WORK TO COMPLETE:
Go to the line that contains "point: blue sky" and extract it along with every line after it, exactly, through the end of the data below.

(Stored records)
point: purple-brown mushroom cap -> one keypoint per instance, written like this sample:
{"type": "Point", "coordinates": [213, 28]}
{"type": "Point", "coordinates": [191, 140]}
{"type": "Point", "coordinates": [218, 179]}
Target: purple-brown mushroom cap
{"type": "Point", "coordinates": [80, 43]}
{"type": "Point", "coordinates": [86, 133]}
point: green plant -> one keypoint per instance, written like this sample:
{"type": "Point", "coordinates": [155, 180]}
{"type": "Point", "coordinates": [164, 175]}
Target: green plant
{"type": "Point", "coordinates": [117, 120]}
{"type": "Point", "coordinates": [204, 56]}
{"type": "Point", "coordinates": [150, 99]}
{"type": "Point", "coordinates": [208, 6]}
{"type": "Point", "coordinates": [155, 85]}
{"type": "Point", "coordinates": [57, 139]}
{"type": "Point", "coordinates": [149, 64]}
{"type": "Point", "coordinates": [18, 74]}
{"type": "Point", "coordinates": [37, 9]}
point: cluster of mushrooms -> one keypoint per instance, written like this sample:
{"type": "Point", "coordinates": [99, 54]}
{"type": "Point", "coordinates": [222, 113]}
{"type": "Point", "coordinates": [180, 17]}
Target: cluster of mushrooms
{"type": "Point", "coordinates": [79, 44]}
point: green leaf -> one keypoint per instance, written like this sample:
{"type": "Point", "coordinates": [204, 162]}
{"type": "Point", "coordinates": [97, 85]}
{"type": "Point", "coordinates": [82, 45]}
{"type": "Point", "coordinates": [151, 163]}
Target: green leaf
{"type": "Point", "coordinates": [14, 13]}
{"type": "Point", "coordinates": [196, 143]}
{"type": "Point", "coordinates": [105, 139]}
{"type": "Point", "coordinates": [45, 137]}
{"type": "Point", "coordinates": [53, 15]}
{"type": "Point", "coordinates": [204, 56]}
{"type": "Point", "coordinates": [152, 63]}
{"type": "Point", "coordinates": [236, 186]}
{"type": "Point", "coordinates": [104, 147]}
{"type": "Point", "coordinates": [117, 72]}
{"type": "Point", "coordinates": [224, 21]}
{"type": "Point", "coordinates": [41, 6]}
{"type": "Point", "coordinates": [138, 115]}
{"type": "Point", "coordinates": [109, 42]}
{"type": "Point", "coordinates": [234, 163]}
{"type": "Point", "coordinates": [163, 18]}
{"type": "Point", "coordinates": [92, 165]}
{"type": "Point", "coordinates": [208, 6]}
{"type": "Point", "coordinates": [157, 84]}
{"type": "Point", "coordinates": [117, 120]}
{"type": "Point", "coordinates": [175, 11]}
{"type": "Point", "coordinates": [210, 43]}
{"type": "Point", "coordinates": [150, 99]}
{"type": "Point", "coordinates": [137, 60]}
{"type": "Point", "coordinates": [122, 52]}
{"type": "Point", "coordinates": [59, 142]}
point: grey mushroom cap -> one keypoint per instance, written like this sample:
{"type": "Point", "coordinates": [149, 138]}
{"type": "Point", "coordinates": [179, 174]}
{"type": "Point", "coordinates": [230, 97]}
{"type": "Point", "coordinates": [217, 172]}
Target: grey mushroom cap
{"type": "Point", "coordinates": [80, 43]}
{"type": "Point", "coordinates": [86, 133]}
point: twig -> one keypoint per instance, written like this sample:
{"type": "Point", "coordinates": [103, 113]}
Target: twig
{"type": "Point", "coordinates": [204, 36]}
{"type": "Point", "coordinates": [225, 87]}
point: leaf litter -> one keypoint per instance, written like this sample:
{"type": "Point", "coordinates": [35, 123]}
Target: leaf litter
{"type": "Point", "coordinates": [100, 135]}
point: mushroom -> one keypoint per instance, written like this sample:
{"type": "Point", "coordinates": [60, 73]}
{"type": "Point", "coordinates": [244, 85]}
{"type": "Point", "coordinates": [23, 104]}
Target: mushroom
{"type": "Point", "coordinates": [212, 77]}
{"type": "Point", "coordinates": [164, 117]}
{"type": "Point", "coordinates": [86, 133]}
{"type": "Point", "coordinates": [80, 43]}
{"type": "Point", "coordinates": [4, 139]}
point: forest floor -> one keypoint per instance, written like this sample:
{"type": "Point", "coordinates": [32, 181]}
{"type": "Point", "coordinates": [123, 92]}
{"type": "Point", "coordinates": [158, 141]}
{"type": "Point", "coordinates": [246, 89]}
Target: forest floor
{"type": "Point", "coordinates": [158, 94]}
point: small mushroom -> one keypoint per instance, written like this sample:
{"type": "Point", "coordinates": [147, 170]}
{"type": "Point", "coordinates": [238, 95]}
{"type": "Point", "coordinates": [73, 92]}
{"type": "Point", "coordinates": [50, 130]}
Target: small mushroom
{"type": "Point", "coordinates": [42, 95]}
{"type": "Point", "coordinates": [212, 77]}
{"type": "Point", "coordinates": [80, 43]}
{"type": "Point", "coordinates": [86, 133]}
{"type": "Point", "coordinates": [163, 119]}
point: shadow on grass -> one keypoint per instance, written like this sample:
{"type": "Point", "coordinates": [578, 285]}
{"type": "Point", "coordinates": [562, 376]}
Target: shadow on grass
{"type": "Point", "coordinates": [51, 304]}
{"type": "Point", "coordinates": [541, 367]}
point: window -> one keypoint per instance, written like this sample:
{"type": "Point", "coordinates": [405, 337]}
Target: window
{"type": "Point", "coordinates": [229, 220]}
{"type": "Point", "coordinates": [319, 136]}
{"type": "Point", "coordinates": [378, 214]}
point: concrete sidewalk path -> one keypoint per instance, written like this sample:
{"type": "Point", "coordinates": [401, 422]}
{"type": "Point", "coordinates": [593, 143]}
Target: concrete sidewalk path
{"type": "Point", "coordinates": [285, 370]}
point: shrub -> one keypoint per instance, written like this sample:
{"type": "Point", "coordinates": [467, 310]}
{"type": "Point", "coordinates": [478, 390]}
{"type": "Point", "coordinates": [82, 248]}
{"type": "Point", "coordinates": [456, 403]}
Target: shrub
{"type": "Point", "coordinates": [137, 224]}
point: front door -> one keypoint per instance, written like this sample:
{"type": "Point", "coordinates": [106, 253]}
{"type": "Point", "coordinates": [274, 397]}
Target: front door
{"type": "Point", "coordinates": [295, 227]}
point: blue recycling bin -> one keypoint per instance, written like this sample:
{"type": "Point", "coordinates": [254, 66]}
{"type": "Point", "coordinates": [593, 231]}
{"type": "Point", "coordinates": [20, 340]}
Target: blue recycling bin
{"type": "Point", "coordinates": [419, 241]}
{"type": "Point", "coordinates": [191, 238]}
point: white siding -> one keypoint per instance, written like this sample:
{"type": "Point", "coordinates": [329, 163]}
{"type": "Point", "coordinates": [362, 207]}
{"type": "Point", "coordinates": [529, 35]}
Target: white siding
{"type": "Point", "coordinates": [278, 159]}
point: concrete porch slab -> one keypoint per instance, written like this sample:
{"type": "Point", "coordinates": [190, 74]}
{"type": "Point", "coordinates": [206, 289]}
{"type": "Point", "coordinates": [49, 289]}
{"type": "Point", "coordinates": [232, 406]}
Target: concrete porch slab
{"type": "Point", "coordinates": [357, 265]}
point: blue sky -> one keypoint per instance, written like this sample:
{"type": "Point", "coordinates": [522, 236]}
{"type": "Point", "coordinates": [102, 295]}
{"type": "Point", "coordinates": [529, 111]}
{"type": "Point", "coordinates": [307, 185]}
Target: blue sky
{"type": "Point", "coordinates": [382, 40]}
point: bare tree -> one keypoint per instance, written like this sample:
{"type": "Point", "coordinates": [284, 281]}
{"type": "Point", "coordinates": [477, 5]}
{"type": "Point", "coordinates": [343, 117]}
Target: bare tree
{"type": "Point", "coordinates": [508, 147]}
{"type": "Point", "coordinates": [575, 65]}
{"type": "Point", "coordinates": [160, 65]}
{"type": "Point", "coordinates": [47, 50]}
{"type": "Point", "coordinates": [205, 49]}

ANSWER TO THE TASK:
point: blue sky -> one keypoint per instance, written like this sample:
{"type": "Point", "coordinates": [522, 236]}
{"type": "Point", "coordinates": [102, 295]}
{"type": "Point", "coordinates": [529, 111]}
{"type": "Point", "coordinates": [307, 185]}
Target: blue sky
{"type": "Point", "coordinates": [382, 40]}
point: bare tree -> one keypoint per instance, written like this sample:
{"type": "Point", "coordinates": [284, 281]}
{"type": "Point", "coordinates": [477, 5]}
{"type": "Point", "coordinates": [343, 117]}
Target: bare tree
{"type": "Point", "coordinates": [508, 147]}
{"type": "Point", "coordinates": [575, 65]}
{"type": "Point", "coordinates": [160, 65]}
{"type": "Point", "coordinates": [47, 50]}
{"type": "Point", "coordinates": [205, 49]}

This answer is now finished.